▶ [WHAT THIS TASK INVOLVES]
Convert every line of the material below into a Markdown table with the columns No. and Text, numbering the rows and omitting blank lines. Leave the pictures out.

##### EXTRACTED RECORDS #####

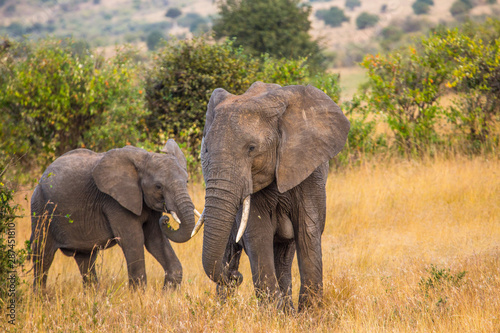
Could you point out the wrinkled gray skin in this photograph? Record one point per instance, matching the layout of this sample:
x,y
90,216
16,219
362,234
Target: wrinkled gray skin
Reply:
x,y
272,143
93,201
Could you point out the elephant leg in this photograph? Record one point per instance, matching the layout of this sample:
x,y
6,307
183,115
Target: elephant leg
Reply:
x,y
86,264
159,246
283,259
258,241
308,225
130,237
231,262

#####

▶ [TASK ANSWER]
| No. | Text |
|---|---|
| 1 | Could you point out the wrinkled gray skin in this photograph? Record one point per instance, matching the layout of this sample: |
| 2 | x,y |
| 3 | 90,216 |
| 4 | 16,219 |
| 5 | 362,234 |
| 6 | Target: wrinkled gray skin |
| 7 | Reply: |
| 8 | x,y |
| 9 | 272,143 |
| 10 | 93,201 |
| 11 | Could you point out the elephant leg in this photograph? Record one point per instance, matching the layout of this sample: |
| 12 | x,y |
| 13 | 6,307 |
| 14 | 183,115 |
| 15 | Target: elephant leg |
| 16 | Reply: |
| 17 | x,y |
| 18 | 86,264 |
| 19 | 159,246 |
| 20 | 283,259 |
| 21 | 258,241 |
| 22 | 308,225 |
| 23 | 130,237 |
| 24 | 231,262 |